Listed records:
----
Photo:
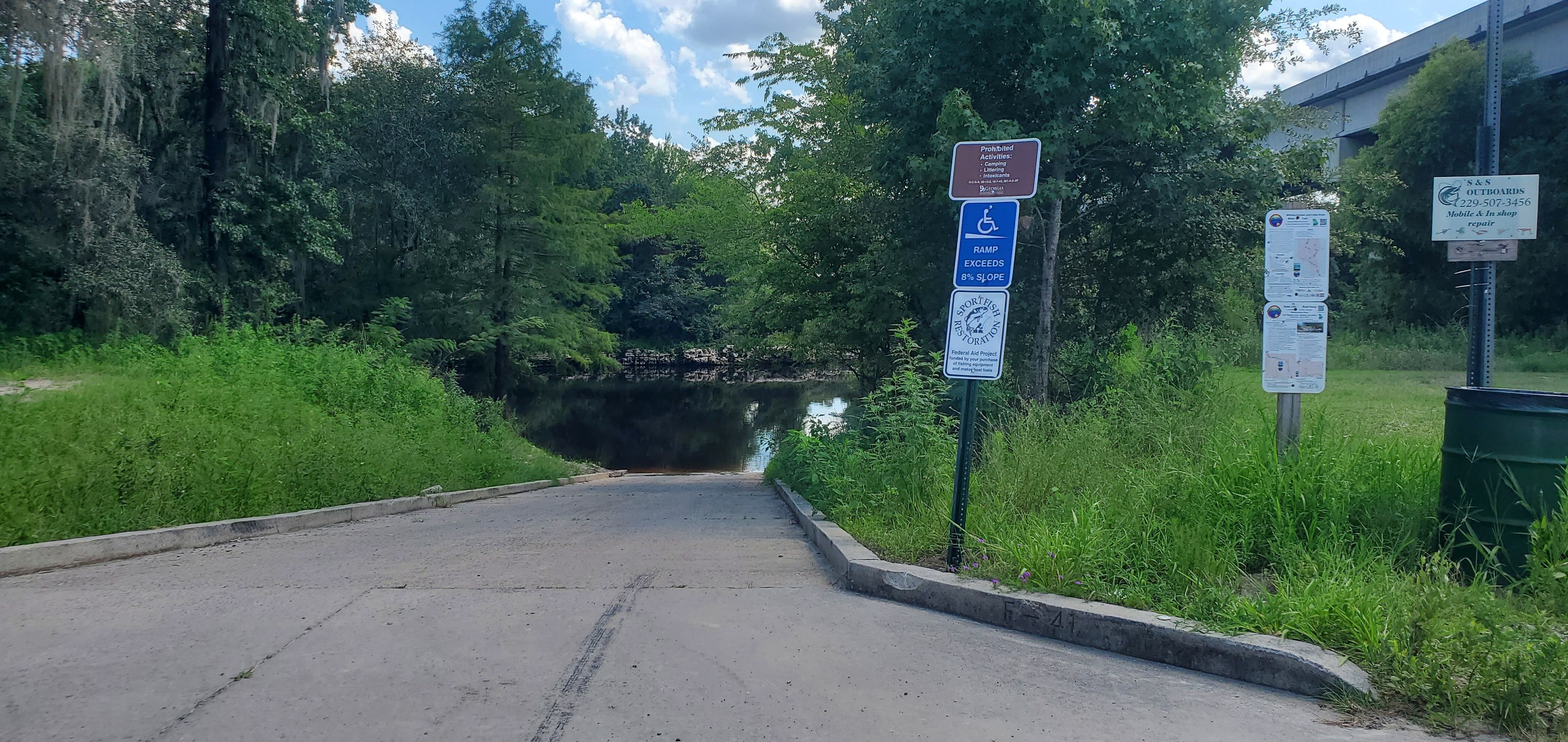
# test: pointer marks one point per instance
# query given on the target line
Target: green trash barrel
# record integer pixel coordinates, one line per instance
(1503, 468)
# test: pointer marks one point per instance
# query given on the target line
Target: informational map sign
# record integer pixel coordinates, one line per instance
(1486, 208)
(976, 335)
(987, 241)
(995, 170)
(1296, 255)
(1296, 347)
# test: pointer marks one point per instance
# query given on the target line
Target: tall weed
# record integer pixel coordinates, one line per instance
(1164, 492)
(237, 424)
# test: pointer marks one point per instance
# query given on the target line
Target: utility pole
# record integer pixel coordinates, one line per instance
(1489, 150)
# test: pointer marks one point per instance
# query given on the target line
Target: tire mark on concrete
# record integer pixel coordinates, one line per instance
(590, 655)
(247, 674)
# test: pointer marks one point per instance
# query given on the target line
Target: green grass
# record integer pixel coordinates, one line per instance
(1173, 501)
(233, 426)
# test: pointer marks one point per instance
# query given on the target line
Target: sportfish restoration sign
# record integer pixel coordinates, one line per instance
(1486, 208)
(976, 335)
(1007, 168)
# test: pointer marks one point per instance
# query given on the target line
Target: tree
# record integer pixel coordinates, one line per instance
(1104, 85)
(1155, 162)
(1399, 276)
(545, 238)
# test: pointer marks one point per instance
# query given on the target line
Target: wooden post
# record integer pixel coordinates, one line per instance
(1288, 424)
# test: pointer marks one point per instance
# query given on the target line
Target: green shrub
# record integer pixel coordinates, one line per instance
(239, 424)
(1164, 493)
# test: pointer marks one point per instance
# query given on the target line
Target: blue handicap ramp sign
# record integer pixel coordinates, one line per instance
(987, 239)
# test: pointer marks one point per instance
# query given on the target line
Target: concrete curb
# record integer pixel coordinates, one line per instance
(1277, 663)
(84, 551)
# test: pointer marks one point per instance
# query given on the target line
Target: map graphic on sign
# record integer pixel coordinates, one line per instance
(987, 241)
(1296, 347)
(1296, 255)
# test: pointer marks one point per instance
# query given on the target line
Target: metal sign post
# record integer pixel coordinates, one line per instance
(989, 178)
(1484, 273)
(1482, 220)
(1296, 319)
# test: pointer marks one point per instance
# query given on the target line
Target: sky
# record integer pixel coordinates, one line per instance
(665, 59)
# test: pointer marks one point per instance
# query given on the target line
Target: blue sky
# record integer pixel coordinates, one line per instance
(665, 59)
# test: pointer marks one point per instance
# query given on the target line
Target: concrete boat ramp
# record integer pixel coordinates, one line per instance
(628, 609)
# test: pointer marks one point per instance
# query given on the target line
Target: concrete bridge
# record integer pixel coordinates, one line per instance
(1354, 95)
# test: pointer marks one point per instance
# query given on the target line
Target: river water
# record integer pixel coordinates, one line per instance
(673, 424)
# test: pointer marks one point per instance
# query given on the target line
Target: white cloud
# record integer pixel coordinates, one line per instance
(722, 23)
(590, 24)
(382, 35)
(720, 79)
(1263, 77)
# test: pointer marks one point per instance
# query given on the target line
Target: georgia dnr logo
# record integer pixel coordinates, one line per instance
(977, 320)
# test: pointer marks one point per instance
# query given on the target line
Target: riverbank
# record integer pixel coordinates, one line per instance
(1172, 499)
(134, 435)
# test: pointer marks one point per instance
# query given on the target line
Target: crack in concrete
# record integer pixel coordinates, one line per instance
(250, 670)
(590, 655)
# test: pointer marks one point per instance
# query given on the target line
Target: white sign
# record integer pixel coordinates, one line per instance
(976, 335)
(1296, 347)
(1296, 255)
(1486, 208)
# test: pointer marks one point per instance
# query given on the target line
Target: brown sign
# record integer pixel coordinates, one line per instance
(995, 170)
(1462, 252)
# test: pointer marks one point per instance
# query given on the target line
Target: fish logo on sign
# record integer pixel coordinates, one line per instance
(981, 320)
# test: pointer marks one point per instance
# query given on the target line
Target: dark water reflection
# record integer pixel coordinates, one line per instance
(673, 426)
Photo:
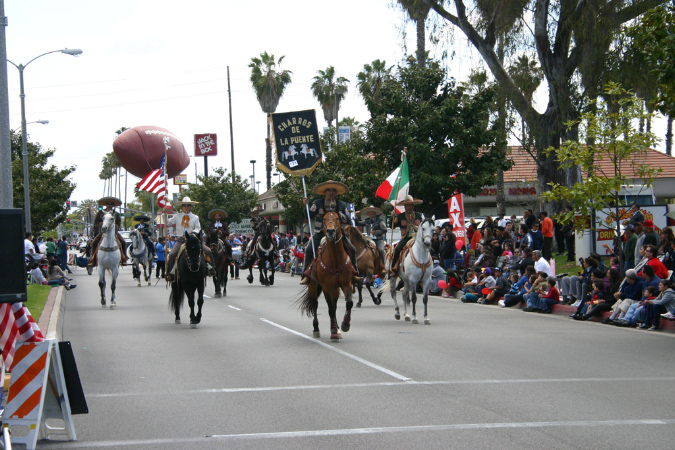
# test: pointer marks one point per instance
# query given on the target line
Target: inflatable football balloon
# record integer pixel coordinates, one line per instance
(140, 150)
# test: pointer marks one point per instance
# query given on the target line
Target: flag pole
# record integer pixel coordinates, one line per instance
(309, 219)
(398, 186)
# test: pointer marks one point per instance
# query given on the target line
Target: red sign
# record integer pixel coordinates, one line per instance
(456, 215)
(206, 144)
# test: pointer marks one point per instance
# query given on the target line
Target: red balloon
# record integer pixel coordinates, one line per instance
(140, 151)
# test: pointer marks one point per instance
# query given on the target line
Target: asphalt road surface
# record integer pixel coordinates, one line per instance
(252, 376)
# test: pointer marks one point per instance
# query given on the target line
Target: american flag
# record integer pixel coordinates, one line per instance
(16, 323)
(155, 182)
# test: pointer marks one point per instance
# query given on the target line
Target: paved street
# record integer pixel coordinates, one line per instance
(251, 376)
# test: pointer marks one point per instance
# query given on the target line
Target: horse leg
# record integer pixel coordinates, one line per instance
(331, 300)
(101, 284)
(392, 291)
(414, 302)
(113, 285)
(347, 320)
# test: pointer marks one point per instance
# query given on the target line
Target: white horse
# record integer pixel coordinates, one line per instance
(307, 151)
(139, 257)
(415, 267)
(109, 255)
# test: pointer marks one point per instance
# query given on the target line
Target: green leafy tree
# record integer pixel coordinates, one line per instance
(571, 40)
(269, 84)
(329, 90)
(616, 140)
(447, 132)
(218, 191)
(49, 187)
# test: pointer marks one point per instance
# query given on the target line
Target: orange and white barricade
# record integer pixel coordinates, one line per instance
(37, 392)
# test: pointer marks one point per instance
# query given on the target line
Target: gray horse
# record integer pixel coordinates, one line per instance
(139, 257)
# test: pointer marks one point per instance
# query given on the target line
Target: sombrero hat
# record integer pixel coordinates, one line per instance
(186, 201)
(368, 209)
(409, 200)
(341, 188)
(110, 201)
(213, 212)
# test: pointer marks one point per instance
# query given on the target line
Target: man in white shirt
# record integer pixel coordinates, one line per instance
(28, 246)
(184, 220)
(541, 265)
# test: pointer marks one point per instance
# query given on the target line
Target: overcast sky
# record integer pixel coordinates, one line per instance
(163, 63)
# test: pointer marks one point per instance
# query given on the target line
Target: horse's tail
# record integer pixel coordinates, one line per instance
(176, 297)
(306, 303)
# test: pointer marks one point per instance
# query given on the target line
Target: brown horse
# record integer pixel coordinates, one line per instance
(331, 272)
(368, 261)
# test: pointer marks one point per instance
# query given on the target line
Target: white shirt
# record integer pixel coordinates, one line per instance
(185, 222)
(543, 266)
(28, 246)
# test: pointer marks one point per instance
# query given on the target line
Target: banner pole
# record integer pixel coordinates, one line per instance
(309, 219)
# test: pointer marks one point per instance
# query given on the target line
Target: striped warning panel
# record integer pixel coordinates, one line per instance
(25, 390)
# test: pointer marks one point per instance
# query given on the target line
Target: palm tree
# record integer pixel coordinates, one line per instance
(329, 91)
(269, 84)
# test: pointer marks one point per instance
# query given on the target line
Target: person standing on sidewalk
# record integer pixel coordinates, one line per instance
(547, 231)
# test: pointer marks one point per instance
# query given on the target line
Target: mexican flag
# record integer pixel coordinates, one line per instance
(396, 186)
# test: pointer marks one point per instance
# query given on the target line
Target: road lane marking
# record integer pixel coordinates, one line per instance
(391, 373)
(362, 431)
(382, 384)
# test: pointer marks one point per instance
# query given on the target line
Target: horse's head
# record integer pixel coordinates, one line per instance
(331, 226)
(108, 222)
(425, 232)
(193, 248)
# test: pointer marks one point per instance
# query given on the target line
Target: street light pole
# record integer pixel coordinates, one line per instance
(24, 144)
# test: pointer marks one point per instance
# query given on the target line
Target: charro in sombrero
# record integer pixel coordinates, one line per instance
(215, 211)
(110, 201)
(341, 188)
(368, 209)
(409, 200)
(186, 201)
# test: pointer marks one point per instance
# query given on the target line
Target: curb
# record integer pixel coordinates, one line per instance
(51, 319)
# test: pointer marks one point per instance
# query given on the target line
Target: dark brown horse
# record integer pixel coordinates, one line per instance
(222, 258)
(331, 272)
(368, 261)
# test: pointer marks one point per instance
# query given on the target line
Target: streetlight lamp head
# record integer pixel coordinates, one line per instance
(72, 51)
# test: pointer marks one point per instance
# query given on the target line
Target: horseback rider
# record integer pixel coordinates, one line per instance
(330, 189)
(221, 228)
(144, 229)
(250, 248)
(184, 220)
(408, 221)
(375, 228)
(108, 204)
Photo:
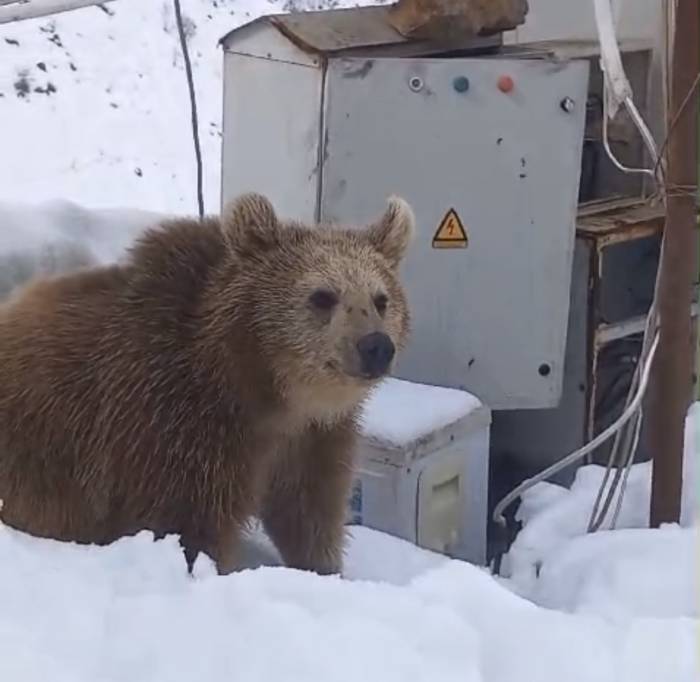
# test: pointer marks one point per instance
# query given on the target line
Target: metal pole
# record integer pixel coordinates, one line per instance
----
The task: Set out the lines from the very beginning through the line containing "(1503, 468)" as a Markdown table with a Row column numbering them and a Line column holding each one, skipping any blank lines. Leave the pictures out.

Output of the exercise:
| Row | Line |
|---|---|
| 1 | Photo: |
| 2 | # test: pointer marks one point per instance |
| 3 | # query given on the target line |
| 4 | Target: green trash barrel |
| 5 | # record integer pixel coordinates, one line per instance |
| 6 | (1503, 468) |